Dall’Honduras: Le tante voci di Dio

Carissima Mariangela,
ti scrivo due righe per salutarti e dirti che spero tu possa continuare il tuo lavoro di Ombre e Luci.
Mi hai insegnato tantissimo sugli handicappati e su me stesso e come essere un buon amico con loro e genitori. Seguiamo sempre il gruppo di Tocoa e aumentiamo il numero di comunità in Honduras con la grazia di Dio. La sfida è trovare giovani aperti ad essere amiche ed amici dei ragazzi. Ti mando una riflessione sugli amici speciali qui in Centro America del mio confratello gesuita Miguel Vasquez. Saluti alla comunità di S. Silvia. Siamo uniti nella preghiera e nell’opera di Fede e Luce. Di nuovo grazie per la rivista. Animo. Che Dio vi benedica tutti nel vostro uffizio. Pace e bene.
P. Roberto Grimaldi, gesuita


La “ternura” di Dio con noialtri

…La nascita di un bambino o bambina con limitazioni è accolta in modo speciale tra la gente indigena nella Americhe.

L’etnia Ngobe-Buglé di Panama conserva molto della sua ricchezza spirituale. A noi che viviamo in un modo globalizzato sembra di andare indietro dall’ottica dello sviluppo e della civilizzazione dell’occidente.

• [COMPITI ASSEGNATI]
• a. Ricopia una parte del testo dall'Honduras: comincia dalle parole "Mi hai insegnato" e fermati dopo "Pace e bene.".
• b. Prosegui il testo dall'Honduras dal punto in cui si interrompe.
I record non servono a nulla per svolgere il lavoro.

[Record presi da una raccolta]
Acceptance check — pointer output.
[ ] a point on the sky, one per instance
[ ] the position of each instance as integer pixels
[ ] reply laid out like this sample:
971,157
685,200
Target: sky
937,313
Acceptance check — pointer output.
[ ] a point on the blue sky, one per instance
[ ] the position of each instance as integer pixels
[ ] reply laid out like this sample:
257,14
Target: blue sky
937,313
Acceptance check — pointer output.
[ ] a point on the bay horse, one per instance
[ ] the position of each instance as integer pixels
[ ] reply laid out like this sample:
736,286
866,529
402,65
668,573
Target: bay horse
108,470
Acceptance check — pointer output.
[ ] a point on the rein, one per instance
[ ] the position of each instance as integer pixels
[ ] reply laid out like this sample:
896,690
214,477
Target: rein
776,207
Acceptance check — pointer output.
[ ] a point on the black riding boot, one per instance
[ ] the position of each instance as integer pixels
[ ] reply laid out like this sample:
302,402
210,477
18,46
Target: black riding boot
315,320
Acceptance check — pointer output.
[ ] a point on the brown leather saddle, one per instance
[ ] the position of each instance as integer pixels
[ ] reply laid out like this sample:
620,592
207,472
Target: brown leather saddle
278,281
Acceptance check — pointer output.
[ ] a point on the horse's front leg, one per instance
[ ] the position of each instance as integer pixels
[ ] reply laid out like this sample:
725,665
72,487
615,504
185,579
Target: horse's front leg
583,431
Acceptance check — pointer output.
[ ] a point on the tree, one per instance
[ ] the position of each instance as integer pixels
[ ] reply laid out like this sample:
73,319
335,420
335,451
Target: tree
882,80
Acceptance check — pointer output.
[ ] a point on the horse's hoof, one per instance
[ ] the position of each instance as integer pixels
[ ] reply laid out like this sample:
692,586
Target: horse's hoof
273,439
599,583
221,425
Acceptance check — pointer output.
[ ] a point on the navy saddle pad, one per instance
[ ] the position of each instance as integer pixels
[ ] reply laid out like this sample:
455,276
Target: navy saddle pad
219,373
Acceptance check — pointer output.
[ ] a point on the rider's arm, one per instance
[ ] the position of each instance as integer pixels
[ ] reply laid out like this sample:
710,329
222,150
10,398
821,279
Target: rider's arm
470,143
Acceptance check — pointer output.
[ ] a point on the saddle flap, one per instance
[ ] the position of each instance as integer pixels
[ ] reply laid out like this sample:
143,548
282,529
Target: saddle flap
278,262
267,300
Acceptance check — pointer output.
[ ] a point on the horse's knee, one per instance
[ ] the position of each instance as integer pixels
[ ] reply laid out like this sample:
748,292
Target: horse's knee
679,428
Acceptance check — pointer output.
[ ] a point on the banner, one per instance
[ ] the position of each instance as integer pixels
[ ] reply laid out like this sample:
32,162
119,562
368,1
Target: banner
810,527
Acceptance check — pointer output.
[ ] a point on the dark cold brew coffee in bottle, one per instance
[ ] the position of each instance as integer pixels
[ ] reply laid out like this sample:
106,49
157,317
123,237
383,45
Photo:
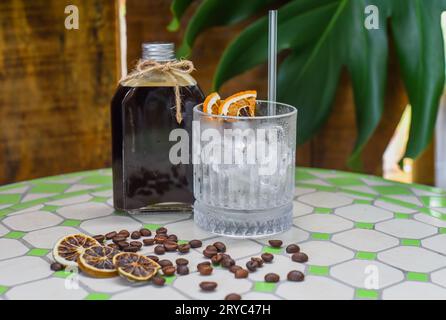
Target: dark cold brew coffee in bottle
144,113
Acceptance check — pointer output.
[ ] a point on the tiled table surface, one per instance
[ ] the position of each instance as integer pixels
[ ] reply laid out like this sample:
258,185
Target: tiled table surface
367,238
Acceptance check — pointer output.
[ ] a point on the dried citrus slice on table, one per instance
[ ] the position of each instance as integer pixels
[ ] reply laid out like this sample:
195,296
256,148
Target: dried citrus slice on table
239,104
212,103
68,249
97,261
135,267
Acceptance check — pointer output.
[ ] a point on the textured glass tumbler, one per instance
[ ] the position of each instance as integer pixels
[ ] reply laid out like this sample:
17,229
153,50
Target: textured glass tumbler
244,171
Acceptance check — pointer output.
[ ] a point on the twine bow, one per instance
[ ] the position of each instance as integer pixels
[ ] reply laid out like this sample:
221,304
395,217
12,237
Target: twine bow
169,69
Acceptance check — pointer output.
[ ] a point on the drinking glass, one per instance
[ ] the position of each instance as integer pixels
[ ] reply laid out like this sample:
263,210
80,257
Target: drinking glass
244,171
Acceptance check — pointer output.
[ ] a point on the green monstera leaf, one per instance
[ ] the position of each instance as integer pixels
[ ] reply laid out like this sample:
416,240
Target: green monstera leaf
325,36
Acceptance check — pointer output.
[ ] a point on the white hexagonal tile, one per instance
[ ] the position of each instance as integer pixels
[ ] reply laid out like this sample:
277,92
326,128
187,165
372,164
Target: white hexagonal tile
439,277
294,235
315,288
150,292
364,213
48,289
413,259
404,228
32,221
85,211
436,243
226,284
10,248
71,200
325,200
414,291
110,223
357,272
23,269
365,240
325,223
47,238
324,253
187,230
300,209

• [RISPOSTE AI COMPITI]
• a.
Mi hai insegnato tantissimo sugli handicappati e su me stesso e come essere un buon amico con loro e genitori. Seguiamo sempre il gruppo di Tocoa e aumentiamo il numero di comunità in Honduras con la grazia di Dio. La sfida è trovare giovani aperti ad essere amiche ed amici dei ragazzi. Ti mando una riflessione sugli amici speciali qui in Centro America del mio confratello gesuita Miguel Vasquez. Saluti alla comunità di S. Silvia. Siamo uniti nella preghiera e nell’opera di Fede e Luce. Di nuovo grazie per la rivista. Animo. Che Dio vi benedica tutti nel vostro uffizio. Pace e bene.

• b.
Hanno la forte convinzione che come Dio ha parlato al mondo dal mondo giudeo, Dio ha parlato in altri tempi al popolo Ngobe-Buglé. Gli ha mandato Profeti, Uomini e Donne per orientare e guidare. Per questa etnia Dio si è rivelato come Padre e Madre. Il profeta Mirono è l’immagine del profeta, simile a quella del liberatore Mosè della Bibbia. Però si descrive la figura umana di Mirono Kronomo come una specie di uomo con deformità del corpo e nella faccia simili ad un animale o ad uccello.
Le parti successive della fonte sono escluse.